[audio-pals] Facebook Trend

  • From: "Josh" <lawdog911@xxxxxxxxxxx>
  • To: <audio-pals@xxxxxxxxxxxxx>
  • Date: Tue, 17 Mar 2015 09:55:15 -0400

Well, as most of you all know my son is biologically my nephew on my wife's
side. Without going into a big long drawn out story his Mom cared more about
herself than she did him or his sister. So, needless to say this lack of
care lead to the state getting involved. My wife's sister tried to keep us
from getting him, but we kept fighting and going around her to get
information best we could. Finally, the state quit looking at the worthless
father and let us in on more of what was going on. One thing lead to another
and we now have permanent custody of our son. Once we got pc the shift took
place. He started calling us Dad and Mom which he could do even when we just
had temporary custody, but we did not force him at anytime to call us Dad
and Mom. When we had temporary custody he would sneak around and call us Dad
and Mom to his friends and stuff, but it was not till we got permanent
custody that he started calling us Dad and Mom to our faces. We have done
our best to explain to him the differences between Mother and Mom and Father
and Dad and that a Mother and Father can be a Mom and a Dad, but a Dad and
Mom does not always have to be a Father and Mother. Well, anyways this is
some background. We have faced some obstacles along the way mostly on
Amanda's side, but now there is one starting to form on my side with my
parents.

    Our son calls my Dad and Mom Pops and Gram and they see him as their
grandson. So, here is where the problem arises. Amanda posts things
regarding his progress all the time. The most recent thing that she has
posted is his progress report which shows him reading on an 8th grade level.

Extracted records
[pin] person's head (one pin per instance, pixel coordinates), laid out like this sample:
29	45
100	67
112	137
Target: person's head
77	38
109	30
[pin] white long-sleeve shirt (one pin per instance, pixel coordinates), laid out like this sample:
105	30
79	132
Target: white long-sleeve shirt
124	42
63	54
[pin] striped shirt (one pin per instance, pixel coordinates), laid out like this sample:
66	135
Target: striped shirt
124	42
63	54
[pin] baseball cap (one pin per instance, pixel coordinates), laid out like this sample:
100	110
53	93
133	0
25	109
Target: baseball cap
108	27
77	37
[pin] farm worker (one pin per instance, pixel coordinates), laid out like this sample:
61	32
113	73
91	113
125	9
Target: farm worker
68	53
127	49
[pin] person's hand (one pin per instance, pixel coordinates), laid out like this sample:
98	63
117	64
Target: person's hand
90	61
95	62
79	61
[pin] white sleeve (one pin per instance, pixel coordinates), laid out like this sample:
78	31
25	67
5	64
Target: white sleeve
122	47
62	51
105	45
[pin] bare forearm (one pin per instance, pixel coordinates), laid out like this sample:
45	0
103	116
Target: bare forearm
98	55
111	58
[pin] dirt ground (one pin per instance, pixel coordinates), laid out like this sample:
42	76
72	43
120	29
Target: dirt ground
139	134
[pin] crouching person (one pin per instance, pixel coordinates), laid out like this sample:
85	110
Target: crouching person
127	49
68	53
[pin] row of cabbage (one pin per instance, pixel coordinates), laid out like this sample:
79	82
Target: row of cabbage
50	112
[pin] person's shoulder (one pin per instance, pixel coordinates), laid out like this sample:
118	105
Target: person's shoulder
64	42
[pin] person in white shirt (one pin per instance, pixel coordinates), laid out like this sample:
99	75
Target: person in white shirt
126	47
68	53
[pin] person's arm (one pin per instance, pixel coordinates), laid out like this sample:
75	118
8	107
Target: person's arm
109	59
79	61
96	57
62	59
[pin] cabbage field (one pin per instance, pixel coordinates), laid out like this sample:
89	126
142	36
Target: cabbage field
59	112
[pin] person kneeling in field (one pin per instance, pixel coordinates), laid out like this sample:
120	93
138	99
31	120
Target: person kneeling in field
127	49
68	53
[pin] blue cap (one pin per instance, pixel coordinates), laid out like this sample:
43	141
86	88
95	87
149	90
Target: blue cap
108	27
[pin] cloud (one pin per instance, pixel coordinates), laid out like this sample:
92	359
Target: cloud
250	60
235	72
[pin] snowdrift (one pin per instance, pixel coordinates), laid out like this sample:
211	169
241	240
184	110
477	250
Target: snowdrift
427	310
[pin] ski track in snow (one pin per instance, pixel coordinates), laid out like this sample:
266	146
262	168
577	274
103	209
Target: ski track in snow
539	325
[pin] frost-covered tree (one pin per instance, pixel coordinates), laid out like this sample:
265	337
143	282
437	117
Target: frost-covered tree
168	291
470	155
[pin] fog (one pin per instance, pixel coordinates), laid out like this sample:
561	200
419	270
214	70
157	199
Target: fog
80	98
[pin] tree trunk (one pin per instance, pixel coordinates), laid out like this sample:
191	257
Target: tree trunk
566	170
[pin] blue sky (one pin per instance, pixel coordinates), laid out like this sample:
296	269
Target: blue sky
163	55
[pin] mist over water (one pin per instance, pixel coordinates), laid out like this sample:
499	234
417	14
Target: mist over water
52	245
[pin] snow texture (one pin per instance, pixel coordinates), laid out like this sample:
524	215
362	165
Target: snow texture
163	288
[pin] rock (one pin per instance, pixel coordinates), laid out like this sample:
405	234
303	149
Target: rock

▶ _Work to complete_: Resume the email about the Facebook trend, starting right after its last sentence.

▶ _Reply to the exercise_:
He is in the third grade as some of you all may remember me mentioning in my
introduction. My Mom was the first one to post and commented about that is
our boy or something to that effect. However, I then seen where biological
family members posted and my Mom's comment has been removed. I know why my
Mom removed it because she has mentioned in the past not wanting to cause
waves, but I do not think this is right especially given all they do for
him. She has asked me about pictures she has posted with them in the picture
with Little Man. In my personal opinion if they have a problem then it is
not with the fact that my parents are doing things with him, it is an
internal problem that they need to work out with themselves. Ok, I am
through getting this off my chest now. I do not know if I posted or not, but
in January we closed our home for foster kids. Once we get a house that is
bigger and they can have a different room than Little Man's we will consider
reopening. When we started the process to get Little Man we also went
thorugh the process as one of the requirements to become foster parents. We
had to take the training, but did not necessarily have to get the home study
done, but we figured if we are going this far with it then we should go
ahead and go the whole way in case we wanted to take in foster kids. We knew
that in our current living situation taking in foster kids was not a
possibility mainly because Little Man did not want to share his room and we
were not going to make him.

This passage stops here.